-- DIRECTIVE --
Set down the material below in full, matching it exactly.

Items from a dataset
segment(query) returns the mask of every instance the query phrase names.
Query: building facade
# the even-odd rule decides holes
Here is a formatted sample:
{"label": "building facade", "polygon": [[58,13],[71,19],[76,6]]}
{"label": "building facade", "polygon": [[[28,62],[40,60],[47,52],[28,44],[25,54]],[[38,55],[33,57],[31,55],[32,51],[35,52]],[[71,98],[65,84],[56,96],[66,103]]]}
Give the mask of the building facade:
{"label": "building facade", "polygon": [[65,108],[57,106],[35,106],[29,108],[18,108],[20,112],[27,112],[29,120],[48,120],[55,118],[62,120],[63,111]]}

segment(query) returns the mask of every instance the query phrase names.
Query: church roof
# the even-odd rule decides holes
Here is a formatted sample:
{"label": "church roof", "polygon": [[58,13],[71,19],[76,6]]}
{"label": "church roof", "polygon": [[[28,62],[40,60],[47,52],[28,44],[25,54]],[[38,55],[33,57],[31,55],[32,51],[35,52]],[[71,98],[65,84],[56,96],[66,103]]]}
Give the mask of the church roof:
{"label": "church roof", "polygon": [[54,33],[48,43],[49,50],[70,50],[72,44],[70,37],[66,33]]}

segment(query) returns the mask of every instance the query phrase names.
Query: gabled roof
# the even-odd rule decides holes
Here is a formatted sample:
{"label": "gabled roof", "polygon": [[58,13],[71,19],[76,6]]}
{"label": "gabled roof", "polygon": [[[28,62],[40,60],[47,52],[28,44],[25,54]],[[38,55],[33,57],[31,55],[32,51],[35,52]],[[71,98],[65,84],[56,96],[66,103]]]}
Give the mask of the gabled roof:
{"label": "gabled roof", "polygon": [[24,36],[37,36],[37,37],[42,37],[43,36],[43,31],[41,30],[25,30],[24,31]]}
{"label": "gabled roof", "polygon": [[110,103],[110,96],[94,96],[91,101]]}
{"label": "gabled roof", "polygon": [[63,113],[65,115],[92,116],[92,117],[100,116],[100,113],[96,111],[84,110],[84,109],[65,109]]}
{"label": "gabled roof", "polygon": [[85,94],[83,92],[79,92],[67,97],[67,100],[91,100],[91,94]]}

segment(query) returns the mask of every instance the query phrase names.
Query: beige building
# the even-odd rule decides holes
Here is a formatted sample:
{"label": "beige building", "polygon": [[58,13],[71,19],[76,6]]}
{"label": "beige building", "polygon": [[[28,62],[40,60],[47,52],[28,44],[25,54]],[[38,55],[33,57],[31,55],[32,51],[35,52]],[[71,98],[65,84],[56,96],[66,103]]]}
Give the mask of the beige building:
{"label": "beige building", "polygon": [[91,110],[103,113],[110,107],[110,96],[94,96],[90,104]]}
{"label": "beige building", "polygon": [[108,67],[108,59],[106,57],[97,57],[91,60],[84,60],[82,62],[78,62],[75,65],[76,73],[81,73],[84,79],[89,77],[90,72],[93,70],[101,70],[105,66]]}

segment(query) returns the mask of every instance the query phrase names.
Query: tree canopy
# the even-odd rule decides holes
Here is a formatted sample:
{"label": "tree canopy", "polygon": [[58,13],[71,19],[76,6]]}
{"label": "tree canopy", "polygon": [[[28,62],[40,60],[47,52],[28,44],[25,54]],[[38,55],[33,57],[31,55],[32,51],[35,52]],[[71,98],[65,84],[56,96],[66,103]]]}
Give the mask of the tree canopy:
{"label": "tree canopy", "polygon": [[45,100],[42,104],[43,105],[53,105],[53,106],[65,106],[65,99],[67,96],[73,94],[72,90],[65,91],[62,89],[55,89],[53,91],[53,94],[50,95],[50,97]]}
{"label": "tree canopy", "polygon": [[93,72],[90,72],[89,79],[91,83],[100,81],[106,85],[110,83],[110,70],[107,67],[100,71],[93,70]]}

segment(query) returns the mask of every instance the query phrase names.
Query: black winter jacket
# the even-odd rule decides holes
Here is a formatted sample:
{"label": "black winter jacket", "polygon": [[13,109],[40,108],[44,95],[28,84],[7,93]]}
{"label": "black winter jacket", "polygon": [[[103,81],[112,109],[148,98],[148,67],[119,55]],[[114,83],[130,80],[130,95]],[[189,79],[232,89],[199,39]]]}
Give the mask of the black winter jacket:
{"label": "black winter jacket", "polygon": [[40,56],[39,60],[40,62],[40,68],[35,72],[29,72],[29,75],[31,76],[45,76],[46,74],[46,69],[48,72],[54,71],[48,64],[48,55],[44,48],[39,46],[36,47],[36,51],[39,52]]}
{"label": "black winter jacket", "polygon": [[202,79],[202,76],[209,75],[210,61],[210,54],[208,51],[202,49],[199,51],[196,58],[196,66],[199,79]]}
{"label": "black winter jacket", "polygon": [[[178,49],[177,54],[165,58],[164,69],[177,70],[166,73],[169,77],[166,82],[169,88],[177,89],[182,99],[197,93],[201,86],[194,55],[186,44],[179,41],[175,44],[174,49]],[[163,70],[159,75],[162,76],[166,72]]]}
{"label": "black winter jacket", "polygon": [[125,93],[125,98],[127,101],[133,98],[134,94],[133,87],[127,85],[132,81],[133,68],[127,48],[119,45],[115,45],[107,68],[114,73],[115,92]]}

-- TASK ANSWER --
segment(query) returns the mask of every instance the query phrase names.
Query: building facade
# the even-odd rule decides holes
Here is a formatted sample:
{"label": "building facade", "polygon": [[58,13],[71,19],[76,6]]}
{"label": "building facade", "polygon": [[[28,62],[40,60],[47,52],[28,44],[25,54]],[[38,55],[33,57],[31,55],[32,51],[35,52]],[[71,98],[65,84],[56,96],[66,103]]]}
Give the mask of the building facade:
{"label": "building facade", "polygon": [[65,108],[57,106],[35,106],[29,108],[18,108],[20,112],[27,112],[29,120],[48,120],[55,118],[62,120],[63,111]]}

segment(query) returns the mask of every instance the query phrase names.
Query: church roof
# the even-odd rule decides holes
Here is a formatted sample:
{"label": "church roof", "polygon": [[58,13],[71,19],[76,6]]}
{"label": "church roof", "polygon": [[[28,62],[40,60],[47,52],[28,44],[25,54]],[[38,55],[33,57],[31,55],[32,51],[35,52]],[[71,98],[65,84],[56,96],[66,103]]]}
Give the mask of the church roof:
{"label": "church roof", "polygon": [[54,33],[48,43],[49,50],[70,50],[72,44],[70,37],[66,33]]}

segment(query) returns the mask of every instance the query phrase names.
Query: gabled roof
# the even-odd rule decides holes
Here is a formatted sample:
{"label": "gabled roof", "polygon": [[58,13],[71,19],[76,6]]}
{"label": "gabled roof", "polygon": [[[28,62],[40,60],[47,52],[28,44],[25,54]],[[38,55],[33,57],[31,55],[32,51],[35,52]],[[71,98],[65,84],[56,96],[66,103]]]}
Give the mask of the gabled roof:
{"label": "gabled roof", "polygon": [[24,36],[37,36],[37,37],[42,37],[43,36],[43,31],[41,30],[25,30],[24,31]]}
{"label": "gabled roof", "polygon": [[110,103],[110,96],[94,96],[91,101]]}
{"label": "gabled roof", "polygon": [[63,113],[65,115],[92,116],[92,117],[100,116],[100,113],[96,111],[84,110],[84,109],[65,109]]}
{"label": "gabled roof", "polygon": [[85,94],[83,92],[79,92],[67,97],[67,100],[91,100],[91,94]]}

segment(query) returns the mask of every instance the query phrase names.
Query: beige building
# the even-odd rule decides holes
Here is a formatted sample:
{"label": "beige building", "polygon": [[58,13],[71,19],[76,6]]}
{"label": "beige building", "polygon": [[[28,62],[40,60],[47,52],[28,44],[25,54]],[[38,55],[33,57],[31,55],[32,51],[35,52]],[[71,98],[65,84],[56,96],[66,103]]]}
Give the mask of the beige building:
{"label": "beige building", "polygon": [[91,110],[103,113],[110,107],[110,96],[94,96],[90,104]]}
{"label": "beige building", "polygon": [[108,67],[108,59],[106,57],[97,57],[91,60],[84,60],[82,62],[78,62],[75,65],[76,73],[81,73],[84,79],[89,77],[90,72],[93,70],[101,70],[105,66]]}

segment(query) returns the mask of every instance the query phrase names.
Query: tree canopy
# the even-odd rule decides holes
Here is a formatted sample:
{"label": "tree canopy", "polygon": [[58,13],[71,19],[76,6]]}
{"label": "tree canopy", "polygon": [[[28,62],[40,60],[47,52],[28,44],[25,54]],[[38,55],[33,57],[31,55],[32,51],[35,52]],[[71,98],[65,84],[56,96],[66,103]]]}
Give the mask of the tree canopy:
{"label": "tree canopy", "polygon": [[45,100],[42,104],[43,105],[53,105],[53,106],[65,106],[65,99],[67,96],[73,94],[72,90],[65,91],[62,89],[55,89],[53,91],[53,94],[50,95],[50,97]]}
{"label": "tree canopy", "polygon": [[93,72],[90,72],[89,79],[91,83],[100,81],[106,85],[110,83],[110,70],[107,67],[100,71],[93,70]]}

segment(query) returns the mask of every instance the query phrase names.
Query: black winter jacket
# the even-odd rule decides holes
Here is a formatted sample:
{"label": "black winter jacket", "polygon": [[13,109],[40,108],[44,95],[28,84],[7,93]]}
{"label": "black winter jacket", "polygon": [[[103,81],[112,109],[148,98],[148,67],[119,55]],[[114,83],[130,80],[130,95]],[[189,79],[232,89],[199,39]]]}
Give the mask of the black winter jacket:
{"label": "black winter jacket", "polygon": [[40,56],[39,60],[40,62],[40,68],[35,72],[29,72],[29,75],[31,76],[45,76],[46,74],[46,69],[48,72],[54,71],[48,64],[48,55],[44,48],[39,46],[36,47],[36,51],[39,52]]}
{"label": "black winter jacket", "polygon": [[202,79],[202,76],[209,75],[210,61],[210,54],[208,51],[202,49],[199,51],[196,58],[196,66],[199,79]]}
{"label": "black winter jacket", "polygon": [[[178,49],[177,54],[165,58],[164,69],[177,70],[166,73],[169,77],[166,82],[169,88],[177,89],[182,99],[197,93],[201,86],[194,55],[186,44],[179,41],[175,44],[174,49]],[[163,70],[159,75],[162,76],[166,72]]]}
{"label": "black winter jacket", "polygon": [[125,93],[125,98],[127,101],[133,98],[134,94],[133,87],[127,85],[132,81],[133,68],[127,48],[119,45],[115,45],[107,68],[114,73],[115,92]]}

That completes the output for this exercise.